She retired from the department as a supervisor in 2003, but devoted her time volunteering around her community.
The dedicated activist and civil rights advocate’s extensive resume included time as a NAACP Williamsbridge Branch board member; North Bronx National Council of Negro Women president; Harriet Tubman Humanitarian Achievement Awards Jubilee president; North Bronx National Council of Negro Women Child Development Center chairwoman and a member of the 47th Precinct Community Council, Mind-Builders Creative Arts Center, Black United Leadership of the Bronx, Women of Wonder Business and Professional Women’s Club, Association for the Study of African American Life and History and the No Child Left Behind Initiative.
“Burmadine was one of my best friends and she was very instrumental in helping the NAACP in every action that we took,” shared Julian McDavid, NAACP Williamsbridge Branch president.
Hinds established the Harambee Celebration, which honors the community’s elderly, and the Women In Communities WIC Program.
She spearheaded the Fund for the Future Campaign and created an unwed fathers support group.
Her community service included working with the Checkmates’ young women, marching to keep universal pre-k for local children, having food bundles sent to needy families, sponsoring health fairs, reading to school children and establishing a Summer Day Camp Program.
“Burmadine has proven to be a priceless asset to her community by taking advantage of every opportunity to foster growth in the north Bronx,” said Patricia Kerr, NBNCNW president.
Steadfast in her faith, Hinds served on United Christian Baptist Church’s board for many years until her death.
Hinds passed away on May 24, 2016 at 76-years-old.
“Mama, you were always here. You planted these seeds and look at how your garden has grown,” expressed her daughter Cheryle Hinds-Leslie.

..............................

• INSTRUCTION A:
Report each line of the records that contains the string "pile", copying every such line in full.
The profile and the records were gathered from separate sources and have no connection to each other.

..............................

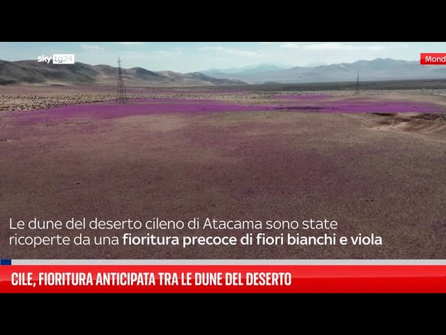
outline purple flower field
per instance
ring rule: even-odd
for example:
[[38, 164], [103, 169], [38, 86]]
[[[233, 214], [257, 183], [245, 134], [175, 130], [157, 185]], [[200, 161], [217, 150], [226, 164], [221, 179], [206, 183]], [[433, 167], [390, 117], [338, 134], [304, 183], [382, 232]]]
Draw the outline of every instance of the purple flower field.
[[[191, 114], [201, 114], [222, 112], [289, 111], [317, 113], [436, 113], [443, 109], [433, 104], [398, 101], [321, 100], [329, 96], [289, 95], [286, 103], [272, 101], [267, 104], [242, 104], [217, 100], [134, 99], [127, 104], [113, 101], [90, 105], [75, 105], [49, 110], [22, 112], [22, 122], [70, 118], [110, 119], [128, 116]], [[298, 97], [297, 98], [295, 98]], [[289, 99], [289, 98], [286, 98]], [[315, 100], [315, 101], [313, 101]], [[302, 101], [304, 103], [302, 103]], [[23, 114], [22, 114], [23, 113]]]

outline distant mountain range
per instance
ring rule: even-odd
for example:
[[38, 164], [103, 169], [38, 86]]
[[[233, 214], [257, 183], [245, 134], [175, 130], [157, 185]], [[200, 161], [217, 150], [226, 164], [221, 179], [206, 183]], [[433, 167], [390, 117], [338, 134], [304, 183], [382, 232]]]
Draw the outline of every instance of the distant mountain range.
[[[13, 84], [115, 85], [118, 68], [108, 65], [53, 64], [36, 61], [0, 60], [0, 85]], [[245, 84], [238, 80], [215, 78], [199, 72], [178, 73], [123, 69], [127, 86], [186, 87]]]
[[354, 82], [358, 73], [362, 81], [446, 79], [446, 66], [420, 65], [417, 61], [390, 58], [318, 66], [312, 65], [318, 64], [273, 70], [258, 66], [255, 68], [259, 70], [250, 73], [225, 73], [224, 70], [211, 69], [211, 73], [216, 78], [237, 80], [249, 84]]
[[215, 75], [220, 76], [224, 75], [237, 75], [243, 76], [256, 73], [263, 73], [265, 72], [278, 71], [292, 67], [293, 67], [292, 65], [260, 64], [245, 66], [244, 68], [210, 68], [200, 72], [213, 77]]
[[[360, 81], [446, 79], [446, 66], [424, 66], [417, 61], [390, 58], [318, 66], [309, 65], [312, 64], [284, 68], [277, 64], [261, 64], [245, 68], [211, 68], [190, 73], [132, 68], [123, 69], [123, 76], [127, 86], [140, 87], [355, 82], [358, 73]], [[0, 85], [115, 85], [117, 75], [117, 68], [108, 65], [92, 66], [83, 63], [60, 65], [37, 61], [0, 60]]]

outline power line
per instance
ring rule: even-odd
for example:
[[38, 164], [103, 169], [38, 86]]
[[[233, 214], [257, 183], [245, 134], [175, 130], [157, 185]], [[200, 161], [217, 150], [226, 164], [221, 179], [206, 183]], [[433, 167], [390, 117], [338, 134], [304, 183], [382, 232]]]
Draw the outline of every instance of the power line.
[[124, 80], [123, 80], [123, 70], [121, 68], [121, 59], [118, 57], [118, 88], [116, 89], [116, 103], [125, 103], [128, 100]]

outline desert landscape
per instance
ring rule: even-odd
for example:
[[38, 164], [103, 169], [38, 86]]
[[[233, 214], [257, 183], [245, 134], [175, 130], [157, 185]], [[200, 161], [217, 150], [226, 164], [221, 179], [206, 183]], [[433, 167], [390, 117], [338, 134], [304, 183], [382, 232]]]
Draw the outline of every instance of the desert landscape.
[[1, 222], [328, 218], [339, 223], [339, 235], [383, 237], [382, 246], [36, 251], [9, 246], [5, 224], [0, 253], [13, 259], [33, 258], [36, 251], [39, 258], [56, 259], [444, 259], [446, 88], [443, 82], [422, 89], [402, 84], [383, 83], [380, 89], [375, 82], [360, 94], [352, 84], [351, 89], [132, 87], [125, 104], [115, 103], [113, 86], [0, 87]]

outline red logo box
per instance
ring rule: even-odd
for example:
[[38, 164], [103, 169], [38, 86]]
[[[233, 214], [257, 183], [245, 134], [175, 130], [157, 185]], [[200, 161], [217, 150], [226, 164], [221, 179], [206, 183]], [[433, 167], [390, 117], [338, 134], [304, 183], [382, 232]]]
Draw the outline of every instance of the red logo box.
[[446, 65], [446, 52], [425, 52], [420, 54], [421, 65]]

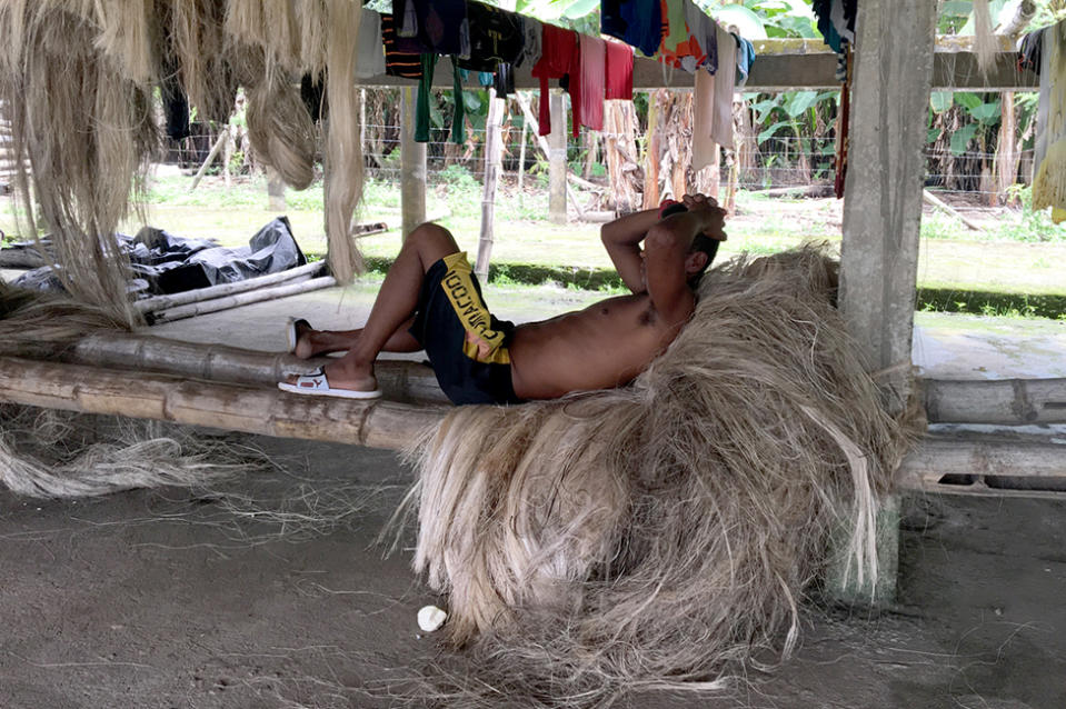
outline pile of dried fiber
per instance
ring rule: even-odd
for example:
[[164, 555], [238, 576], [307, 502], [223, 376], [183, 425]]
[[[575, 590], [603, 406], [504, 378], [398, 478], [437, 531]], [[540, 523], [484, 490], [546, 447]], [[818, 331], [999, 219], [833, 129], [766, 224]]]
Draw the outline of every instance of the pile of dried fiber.
[[415, 568], [482, 668], [462, 699], [724, 687], [793, 649], [831, 527], [876, 575], [899, 435], [835, 286], [817, 248], [735, 260], [631, 387], [449, 415], [411, 499]]

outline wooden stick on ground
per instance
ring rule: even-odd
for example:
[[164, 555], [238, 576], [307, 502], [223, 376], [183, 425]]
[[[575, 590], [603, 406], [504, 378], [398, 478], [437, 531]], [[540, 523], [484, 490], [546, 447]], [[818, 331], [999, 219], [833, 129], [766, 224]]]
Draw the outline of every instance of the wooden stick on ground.
[[169, 296], [156, 296], [155, 298], [145, 298], [143, 300], [138, 300], [133, 303], [133, 307], [138, 312], [151, 312], [153, 310], [167, 310], [168, 308], [177, 308], [178, 306], [185, 306], [190, 302], [198, 302], [202, 300], [211, 300], [213, 298], [221, 298], [223, 296], [232, 296], [235, 293], [242, 293], [249, 290], [257, 290], [263, 288], [265, 286], [275, 286], [277, 283], [283, 283], [286, 281], [296, 280], [300, 277], [313, 276], [318, 273], [326, 266], [326, 261], [316, 261], [315, 263], [305, 263], [303, 266], [298, 266], [296, 268], [290, 268], [278, 273], [270, 273], [268, 276], [258, 276], [256, 278], [249, 278], [247, 280], [237, 281], [235, 283], [220, 283], [218, 286], [210, 286], [208, 288], [198, 288], [196, 290], [187, 290], [181, 293], [172, 293]]
[[203, 164], [200, 166], [200, 169], [197, 170], [196, 177], [192, 178], [192, 184], [189, 186], [189, 191], [196, 189], [197, 184], [200, 183], [200, 180], [203, 179], [203, 176], [207, 173], [207, 169], [211, 167], [211, 163], [215, 162], [215, 157], [218, 154], [218, 151], [222, 149], [222, 146], [226, 144], [226, 141], [229, 139], [229, 131], [223, 131], [218, 140], [215, 141], [215, 147], [211, 148], [211, 152], [207, 153], [207, 160], [203, 161]]
[[972, 219], [964, 217], [957, 209], [945, 203], [943, 200], [934, 197], [933, 192], [930, 192], [929, 190], [921, 190], [921, 199], [923, 201], [929, 204], [933, 204], [937, 209], [940, 209], [947, 212], [952, 217], [955, 217], [956, 219], [962, 221], [964, 224], [966, 224], [968, 228], [973, 229], [974, 231], [983, 231], [983, 229], [980, 228], [980, 224], [978, 224], [976, 221], [973, 221]]
[[301, 280], [300, 282], [296, 283], [285, 283], [273, 288], [260, 288], [259, 290], [236, 293], [233, 296], [226, 296], [223, 298], [216, 298], [215, 300], [191, 302], [185, 306], [178, 306], [177, 308], [170, 308], [169, 310], [160, 310], [151, 316], [149, 320], [153, 324], [158, 322], [173, 322], [175, 320], [193, 318], [208, 312], [218, 312], [219, 310], [229, 310], [231, 308], [247, 306], [253, 302], [261, 302], [263, 300], [277, 300], [278, 298], [286, 298], [288, 296], [307, 293], [313, 290], [321, 290], [323, 288], [332, 288], [336, 284], [337, 279], [335, 279], [332, 276], [323, 276], [322, 278]]

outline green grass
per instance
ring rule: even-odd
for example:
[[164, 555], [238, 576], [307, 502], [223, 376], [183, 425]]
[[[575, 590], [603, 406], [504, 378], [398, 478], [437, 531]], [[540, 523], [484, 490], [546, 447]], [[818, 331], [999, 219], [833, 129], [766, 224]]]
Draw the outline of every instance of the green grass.
[[[210, 238], [223, 246], [241, 246], [265, 223], [279, 216], [267, 206], [266, 181], [235, 180], [226, 188], [208, 177], [188, 191], [189, 177], [151, 182], [143, 211], [147, 222], [179, 236]], [[1019, 192], [1023, 209], [1006, 213], [980, 233], [938, 213], [923, 217], [919, 248], [918, 309], [984, 314], [1044, 316], [1066, 312], [1066, 228], [1052, 224], [1044, 212], [1033, 212], [1030, 196]], [[286, 193], [288, 216], [297, 240], [309, 254], [326, 250], [321, 182]], [[477, 253], [481, 220], [481, 187], [464, 168], [452, 166], [434, 177], [427, 214], [447, 227], [471, 258]], [[536, 178], [519, 193], [502, 183], [496, 199], [492, 282], [499, 287], [546, 283], [547, 287], [616, 292], [620, 281], [599, 240], [599, 224], [552, 224], [547, 220], [547, 192]], [[20, 238], [14, 203], [0, 199], [0, 229]], [[387, 232], [359, 239], [371, 266], [383, 269], [400, 248], [400, 189], [397, 183], [368, 180], [357, 219], [385, 221]], [[135, 233], [138, 218], [121, 230]], [[725, 260], [741, 251], [776, 253], [805, 241], [839, 244], [840, 202], [737, 196], [737, 214], [726, 227], [729, 239], [720, 250]]]

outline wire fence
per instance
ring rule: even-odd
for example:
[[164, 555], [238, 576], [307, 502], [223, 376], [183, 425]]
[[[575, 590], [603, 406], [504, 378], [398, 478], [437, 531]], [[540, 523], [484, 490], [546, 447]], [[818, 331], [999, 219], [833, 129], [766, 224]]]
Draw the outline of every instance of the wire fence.
[[[368, 177], [383, 181], [398, 181], [400, 167], [400, 127], [390, 123], [368, 123], [365, 131], [365, 162]], [[484, 129], [467, 127], [466, 140], [454, 143], [448, 140], [446, 128], [432, 129], [432, 140], [426, 143], [427, 180], [430, 184], [454, 181], [462, 174], [480, 182], [485, 171]], [[539, 176], [547, 174], [547, 162], [536, 143], [536, 137], [526, 136], [526, 148], [521, 150], [521, 130], [505, 128], [502, 172], [505, 181], [515, 181], [519, 172], [528, 178], [528, 184], [536, 186]], [[207, 158], [218, 134], [210, 132], [191, 136], [180, 142], [171, 143], [168, 162], [187, 169], [196, 169]], [[644, 136], [637, 137], [642, 151]], [[607, 182], [602, 156], [602, 139], [589, 140], [582, 129], [582, 136], [571, 139], [567, 159], [571, 172], [592, 181]], [[591, 146], [591, 148], [590, 148]], [[597, 151], [589, 156], [589, 150]], [[524, 166], [519, 166], [524, 156]], [[237, 136], [229, 156], [228, 166], [233, 173], [255, 171], [257, 164], [253, 153], [247, 146], [246, 136]], [[992, 204], [1003, 194], [995, 183], [989, 181], [996, 153], [987, 150], [953, 152], [949, 148], [930, 142], [924, 149], [926, 160], [925, 186], [938, 193], [957, 196], [960, 201]], [[219, 162], [222, 161], [219, 158]], [[737, 162], [737, 187], [741, 190], [768, 190], [776, 188], [796, 188], [807, 186], [830, 187], [836, 172], [836, 140], [828, 138], [806, 138], [796, 136], [775, 136], [764, 140], [747, 141], [745, 149], [724, 151], [720, 174], [726, 181]], [[1029, 184], [1033, 177], [1033, 150], [1022, 150], [1017, 157], [1016, 182]], [[644, 166], [640, 166], [641, 168]], [[219, 167], [213, 168], [216, 171]], [[984, 172], [984, 177], [983, 177]]]

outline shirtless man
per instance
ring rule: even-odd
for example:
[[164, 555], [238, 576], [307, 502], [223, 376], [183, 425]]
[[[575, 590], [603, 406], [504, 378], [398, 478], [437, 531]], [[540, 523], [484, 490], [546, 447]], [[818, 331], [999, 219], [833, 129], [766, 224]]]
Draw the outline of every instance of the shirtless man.
[[485, 308], [466, 253], [451, 234], [422, 224], [404, 242], [366, 327], [327, 331], [302, 320], [292, 324], [290, 343], [298, 357], [348, 353], [325, 371], [278, 386], [297, 393], [375, 398], [380, 396], [373, 376], [378, 353], [421, 349], [455, 403], [518, 403], [626, 385], [691, 317], [693, 289], [726, 238], [725, 211], [715, 200], [686, 194], [681, 203], [687, 211], [662, 218], [650, 209], [602, 227], [607, 253], [632, 294], [517, 327]]

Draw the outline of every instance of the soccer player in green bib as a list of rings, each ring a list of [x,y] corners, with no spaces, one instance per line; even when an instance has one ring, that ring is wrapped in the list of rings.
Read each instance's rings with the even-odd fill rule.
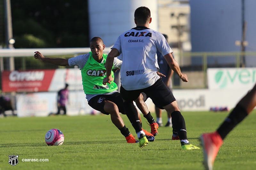
[[[102,84],[103,79],[106,75],[105,65],[107,55],[103,54],[105,45],[102,39],[97,37],[93,38],[90,41],[90,48],[91,51],[89,53],[68,59],[46,57],[39,51],[35,52],[34,57],[36,59],[56,65],[77,66],[81,71],[84,91],[88,104],[104,114],[110,115],[112,122],[124,136],[127,143],[138,143],[138,141],[126,127],[120,116],[119,113],[125,113],[123,100],[117,90],[117,85],[113,81],[108,85]],[[122,63],[121,60],[115,59],[113,69],[120,68]],[[113,71],[111,75],[114,78]],[[142,106],[141,107],[146,109],[143,113],[148,113],[144,117],[149,123],[155,123],[148,108]],[[139,112],[138,114],[140,116]],[[153,135],[146,130],[144,130],[149,141],[155,140]]]

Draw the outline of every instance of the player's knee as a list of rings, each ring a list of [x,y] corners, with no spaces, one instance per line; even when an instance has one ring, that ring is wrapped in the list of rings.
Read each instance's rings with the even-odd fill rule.
[[[109,101],[105,101],[104,110],[110,114],[117,114],[119,113],[118,107],[115,103]]]

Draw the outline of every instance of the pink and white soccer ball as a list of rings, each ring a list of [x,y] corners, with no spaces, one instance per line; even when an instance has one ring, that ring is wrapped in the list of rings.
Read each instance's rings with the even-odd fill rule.
[[[45,134],[45,143],[48,145],[61,145],[64,142],[64,135],[57,129],[49,130]]]

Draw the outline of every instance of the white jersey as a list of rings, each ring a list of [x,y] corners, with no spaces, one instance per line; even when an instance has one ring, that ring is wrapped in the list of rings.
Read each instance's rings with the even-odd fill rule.
[[[163,56],[173,52],[162,34],[144,26],[137,26],[121,35],[112,48],[121,54],[121,85],[127,90],[153,85],[160,78],[156,74],[159,68],[156,51]]]

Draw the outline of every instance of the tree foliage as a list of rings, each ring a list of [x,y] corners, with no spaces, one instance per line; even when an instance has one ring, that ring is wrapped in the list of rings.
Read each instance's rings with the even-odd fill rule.
[[[11,1],[15,48],[89,46],[87,1]]]

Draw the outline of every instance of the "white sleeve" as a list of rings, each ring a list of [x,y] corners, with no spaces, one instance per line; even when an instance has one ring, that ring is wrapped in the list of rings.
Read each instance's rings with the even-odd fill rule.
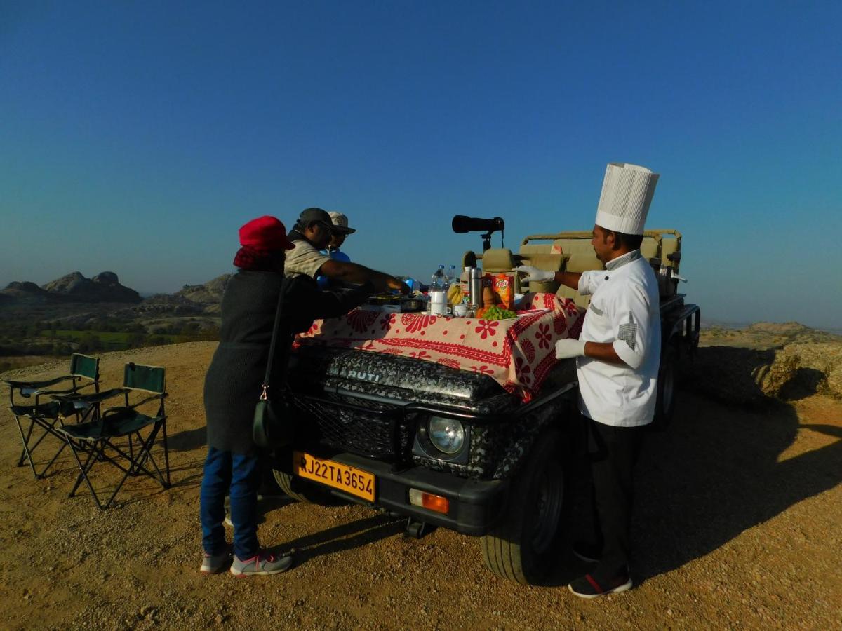
[[[642,287],[637,286],[618,295],[616,305],[611,309],[614,350],[635,370],[642,365],[652,347],[650,313],[648,296]]]
[[[292,242],[296,247],[286,252],[284,274],[288,277],[305,274],[315,278],[324,262],[330,260],[330,257],[322,254],[306,241]]]
[[[596,290],[596,286],[591,282],[594,279],[594,275],[598,273],[597,272],[583,272],[582,275],[579,276],[579,286],[578,292],[584,296],[589,296]]]

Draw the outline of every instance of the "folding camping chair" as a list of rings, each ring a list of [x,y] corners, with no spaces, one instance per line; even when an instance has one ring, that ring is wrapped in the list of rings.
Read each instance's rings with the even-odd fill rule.
[[[71,387],[65,389],[54,389],[66,381],[71,381]],[[83,383],[87,382],[87,383]],[[18,459],[18,466],[24,465],[24,461],[28,460],[32,474],[35,478],[44,477],[47,469],[56,462],[56,459],[67,447],[67,443],[63,436],[56,432],[56,427],[63,425],[63,418],[71,415],[75,416],[77,422],[85,421],[93,411],[90,406],[76,405],[62,406],[57,400],[41,401],[41,397],[54,396],[56,395],[77,395],[81,394],[81,390],[93,386],[95,393],[99,392],[99,358],[73,353],[70,358],[70,374],[61,377],[56,377],[51,379],[42,381],[5,381],[8,386],[9,410],[14,415],[14,422],[18,425],[18,431],[20,432],[20,439],[24,443],[24,448]],[[31,401],[24,401],[23,399],[35,399]],[[21,421],[24,422],[21,424]],[[29,427],[24,431],[24,426],[29,421]],[[43,432],[37,439],[33,436],[35,427],[38,426]],[[32,458],[32,453],[35,448],[40,444],[49,435],[55,436],[61,441],[61,446],[49,463],[44,467],[40,473],[35,470],[35,463]]]
[[[123,388],[118,390],[125,397],[125,406],[104,410],[99,417],[93,420],[56,428],[56,431],[64,436],[79,465],[79,475],[70,491],[70,496],[72,497],[76,494],[79,485],[84,480],[91,490],[97,506],[103,510],[111,505],[130,475],[144,474],[159,482],[164,489],[168,489],[170,486],[167,415],[164,411],[164,399],[167,397],[166,369],[127,363],[123,373]],[[137,395],[140,395],[140,400],[131,403],[131,398]],[[81,395],[73,397],[77,401],[83,399],[85,397]],[[139,411],[138,408],[141,406],[148,408],[147,404],[152,401],[157,401],[154,416]],[[145,437],[142,431],[147,432]],[[152,453],[159,432],[163,437],[163,472],[158,467]],[[85,456],[84,462],[82,461],[80,454]],[[99,501],[90,479],[91,469],[98,462],[110,463],[123,472],[122,479],[104,504]],[[147,466],[147,463],[152,469]]]

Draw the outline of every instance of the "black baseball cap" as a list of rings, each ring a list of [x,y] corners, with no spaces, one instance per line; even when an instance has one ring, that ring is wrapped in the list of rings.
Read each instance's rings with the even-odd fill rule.
[[[322,221],[328,224],[328,227],[331,229],[333,226],[333,220],[330,218],[328,211],[320,208],[306,208],[298,215],[299,225],[306,225],[311,221]]]

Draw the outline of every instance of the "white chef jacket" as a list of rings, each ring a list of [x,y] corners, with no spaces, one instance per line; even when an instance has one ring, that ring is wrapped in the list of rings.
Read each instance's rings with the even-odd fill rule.
[[[579,278],[579,293],[591,295],[579,339],[610,342],[627,365],[577,358],[579,410],[605,425],[646,425],[655,414],[661,360],[658,280],[639,250],[605,267]]]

..............................

• INSTRUCTION B:
Repeat word for word the part of the profile above that runs from "Steadfast in her" down to "daughter Cheryle Hinds-Leslie.".

• FINISHED ANSWER A:
outline pile of dried fiber
Draw the outline of every instance of the pile of dried fiber.

• FINISHED ANSWER B:
Steadfast in her faith, Hinds served on United Christian Baptist Church’s board for many years until her death.
Hinds passed away on May 24, 2016 at 76-years-old.
“Mama, you were always here. You planted these seeds and look at how your garden has grown,” expressed her daughter Cheryle Hinds-Leslie.